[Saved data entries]

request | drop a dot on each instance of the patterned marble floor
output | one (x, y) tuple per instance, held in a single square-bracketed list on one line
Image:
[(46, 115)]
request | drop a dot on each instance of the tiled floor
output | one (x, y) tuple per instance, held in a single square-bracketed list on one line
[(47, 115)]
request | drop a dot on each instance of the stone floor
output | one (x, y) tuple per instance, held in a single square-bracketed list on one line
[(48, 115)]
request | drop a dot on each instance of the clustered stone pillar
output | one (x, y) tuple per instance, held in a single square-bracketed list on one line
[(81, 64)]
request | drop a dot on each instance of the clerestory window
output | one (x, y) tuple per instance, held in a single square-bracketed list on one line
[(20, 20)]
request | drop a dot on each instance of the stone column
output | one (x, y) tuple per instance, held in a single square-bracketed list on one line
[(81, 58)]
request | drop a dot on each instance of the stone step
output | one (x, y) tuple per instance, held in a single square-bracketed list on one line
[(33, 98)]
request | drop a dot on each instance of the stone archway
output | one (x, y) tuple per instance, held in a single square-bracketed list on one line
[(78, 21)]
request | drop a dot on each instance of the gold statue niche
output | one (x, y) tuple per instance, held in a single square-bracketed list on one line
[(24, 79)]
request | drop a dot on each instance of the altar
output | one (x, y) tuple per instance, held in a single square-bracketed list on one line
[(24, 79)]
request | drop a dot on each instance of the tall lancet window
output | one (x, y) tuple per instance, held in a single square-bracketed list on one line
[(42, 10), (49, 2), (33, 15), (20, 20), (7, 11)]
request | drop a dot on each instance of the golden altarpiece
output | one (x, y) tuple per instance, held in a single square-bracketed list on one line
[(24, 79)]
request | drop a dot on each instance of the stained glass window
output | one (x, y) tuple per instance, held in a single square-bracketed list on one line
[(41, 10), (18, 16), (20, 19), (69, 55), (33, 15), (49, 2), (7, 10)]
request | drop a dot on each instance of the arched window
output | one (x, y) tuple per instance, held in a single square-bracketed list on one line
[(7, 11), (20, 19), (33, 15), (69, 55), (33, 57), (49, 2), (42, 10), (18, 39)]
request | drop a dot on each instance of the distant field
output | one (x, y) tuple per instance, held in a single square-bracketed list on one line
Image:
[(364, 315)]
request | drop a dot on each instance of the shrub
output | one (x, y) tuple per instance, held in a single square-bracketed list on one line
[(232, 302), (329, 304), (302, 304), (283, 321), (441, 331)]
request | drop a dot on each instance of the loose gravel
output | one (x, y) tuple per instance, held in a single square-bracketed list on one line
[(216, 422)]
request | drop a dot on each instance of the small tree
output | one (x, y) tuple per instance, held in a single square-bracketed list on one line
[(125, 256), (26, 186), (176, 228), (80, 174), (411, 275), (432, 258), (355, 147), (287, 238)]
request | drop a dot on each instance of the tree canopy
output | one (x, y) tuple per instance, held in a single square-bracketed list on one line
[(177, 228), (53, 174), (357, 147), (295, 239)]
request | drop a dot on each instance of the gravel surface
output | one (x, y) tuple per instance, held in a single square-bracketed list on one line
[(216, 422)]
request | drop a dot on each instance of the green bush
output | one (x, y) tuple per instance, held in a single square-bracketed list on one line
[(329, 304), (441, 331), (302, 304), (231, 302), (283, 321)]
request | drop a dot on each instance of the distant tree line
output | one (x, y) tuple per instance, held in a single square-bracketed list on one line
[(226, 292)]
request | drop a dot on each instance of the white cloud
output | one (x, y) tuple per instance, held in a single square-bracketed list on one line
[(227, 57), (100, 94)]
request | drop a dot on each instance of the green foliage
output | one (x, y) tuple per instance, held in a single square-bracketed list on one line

Exercise brief = Reproduce the entries from the line containing "request | drop a dot on each instance of the tree" through the end of the entries, changing "gravel surface" to "paved surface" and leaving all else unaltered.

Solution to the problem =
request | drop a dot on each instance of the tree canopy
output | one (x, y) tuple per instance, held in a single square-bracketed list on one line
[(177, 228), (53, 174), (357, 147), (295, 239)]
request | drop a dot on each instance of the paved surface
output | one (x, y) tuple per instance, held in a single square-bracketed list on one line
[(216, 422)]
request | drop a dot on each instance of the green bush
output | one (x, y) tuple per instance, held in a single square-bracketed list on one line
[(329, 304), (441, 331), (302, 304), (231, 302), (283, 321)]
request | drop a dot on each instance of the distant tree line
output | one (x, y) tuple per instance, held in a single square-bracketed list on one line
[(226, 292)]
request | drop a dot on each instance of the white cloud
output | one (x, y) tuple per instance, held in a single square-bracketed list on one line
[(227, 57), (100, 94)]
request | drop a dot on each instance of the green foliage
output | one (x, y) tuple per instance, held in a single square-bracketed list on one line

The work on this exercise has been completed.